:: AIM OF THE EXERCISE ::
In the passage on That Cold Day in the Park, what does Altman's camera do that likely stumped 1969 audiences?

:: EXTRACT TO READ ::

Critics at the time of That Cold Day in the Park were
unreceptive to its cynicism, likely because it was so fresh they simply
didn't know what to make of it. We've now become accustomed to films by the
likes of Lars von Trier and Michael Haneke featuring psychologically
troubled women being put through the ringer (some would say tortured by the
filmmakers), but in 1969 there simply weren't many characters like Frances
on screen. It wasn't Altman's first film but it's the first recognisably
Altman film, establishing some of his trademarks. When Altman's camera
drifts away from his leading lady to eavesdrop on conversations held by
background figures, 1969 audiences were likely stumped as to why a filmmaker
would do such a thing. They may have surmised that Altman was highlighting
the lives being lived on the lonely Frances' periphery, but now we know it's
simply what Altman does. Altman's ability to quickly establish a dynamic
with an economic setup is on display here, particularly in an impressive
scene when the boy returns to his family home and the camera remains outside
the house. We can't hear what's being spoken inside but what we observe
through the windows tells us that the boy puts on a very different front for
his parents than in while in the company of Frances and Nina.

:: Labeled box records ::
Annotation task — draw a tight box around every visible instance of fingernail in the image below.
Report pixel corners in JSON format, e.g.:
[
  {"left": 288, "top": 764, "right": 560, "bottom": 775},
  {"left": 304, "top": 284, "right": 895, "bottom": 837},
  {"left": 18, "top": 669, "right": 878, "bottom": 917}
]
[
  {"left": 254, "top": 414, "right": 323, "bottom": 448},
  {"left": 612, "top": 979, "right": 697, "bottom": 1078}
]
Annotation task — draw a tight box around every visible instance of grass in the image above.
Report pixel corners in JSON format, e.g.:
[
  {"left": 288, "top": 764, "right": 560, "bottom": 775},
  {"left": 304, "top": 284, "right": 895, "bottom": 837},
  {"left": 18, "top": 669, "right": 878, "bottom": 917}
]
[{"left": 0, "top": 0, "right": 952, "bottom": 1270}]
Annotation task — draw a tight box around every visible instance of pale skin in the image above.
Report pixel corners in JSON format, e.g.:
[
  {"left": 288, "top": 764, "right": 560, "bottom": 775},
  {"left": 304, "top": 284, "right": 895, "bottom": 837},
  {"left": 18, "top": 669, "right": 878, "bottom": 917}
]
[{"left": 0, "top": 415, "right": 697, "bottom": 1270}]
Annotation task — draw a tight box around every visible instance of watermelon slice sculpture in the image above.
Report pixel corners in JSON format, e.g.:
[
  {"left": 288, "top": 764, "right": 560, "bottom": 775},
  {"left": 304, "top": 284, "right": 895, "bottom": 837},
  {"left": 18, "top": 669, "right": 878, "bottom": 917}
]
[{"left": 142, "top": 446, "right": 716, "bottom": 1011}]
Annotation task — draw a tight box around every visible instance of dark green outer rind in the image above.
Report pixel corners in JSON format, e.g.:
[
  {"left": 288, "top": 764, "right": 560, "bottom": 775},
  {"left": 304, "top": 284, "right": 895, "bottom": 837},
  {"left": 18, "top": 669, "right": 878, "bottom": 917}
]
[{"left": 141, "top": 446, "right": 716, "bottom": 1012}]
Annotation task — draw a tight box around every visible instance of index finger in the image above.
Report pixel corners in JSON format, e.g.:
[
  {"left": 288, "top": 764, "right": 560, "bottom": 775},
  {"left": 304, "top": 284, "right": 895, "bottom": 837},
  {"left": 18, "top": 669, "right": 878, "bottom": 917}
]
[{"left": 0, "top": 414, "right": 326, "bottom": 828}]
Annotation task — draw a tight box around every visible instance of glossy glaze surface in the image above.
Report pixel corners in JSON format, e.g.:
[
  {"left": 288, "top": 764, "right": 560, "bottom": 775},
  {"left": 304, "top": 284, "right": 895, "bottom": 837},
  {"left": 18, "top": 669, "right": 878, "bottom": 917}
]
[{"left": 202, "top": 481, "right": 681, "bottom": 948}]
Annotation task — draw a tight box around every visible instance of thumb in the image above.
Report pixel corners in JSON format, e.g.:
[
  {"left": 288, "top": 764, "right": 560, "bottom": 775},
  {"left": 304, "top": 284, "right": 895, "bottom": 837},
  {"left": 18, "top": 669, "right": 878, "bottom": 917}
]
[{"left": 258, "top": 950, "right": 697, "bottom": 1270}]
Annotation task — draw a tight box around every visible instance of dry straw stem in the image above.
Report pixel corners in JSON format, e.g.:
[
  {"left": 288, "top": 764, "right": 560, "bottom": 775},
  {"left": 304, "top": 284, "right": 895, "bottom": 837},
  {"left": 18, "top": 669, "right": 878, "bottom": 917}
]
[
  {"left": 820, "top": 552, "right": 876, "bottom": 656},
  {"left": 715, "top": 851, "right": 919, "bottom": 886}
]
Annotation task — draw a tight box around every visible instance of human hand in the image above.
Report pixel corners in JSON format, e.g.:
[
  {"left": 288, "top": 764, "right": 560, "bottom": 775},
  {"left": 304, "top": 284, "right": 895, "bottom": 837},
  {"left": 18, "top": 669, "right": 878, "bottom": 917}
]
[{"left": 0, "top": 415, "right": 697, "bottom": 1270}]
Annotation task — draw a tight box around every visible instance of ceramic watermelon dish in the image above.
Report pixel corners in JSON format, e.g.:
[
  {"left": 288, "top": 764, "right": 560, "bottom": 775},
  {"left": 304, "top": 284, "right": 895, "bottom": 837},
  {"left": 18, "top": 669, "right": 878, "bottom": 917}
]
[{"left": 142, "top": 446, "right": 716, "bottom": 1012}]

:: RESULT OF THIS TASK ::
It drifts away from his leading lady to eavesdrop on conversations held by background figures.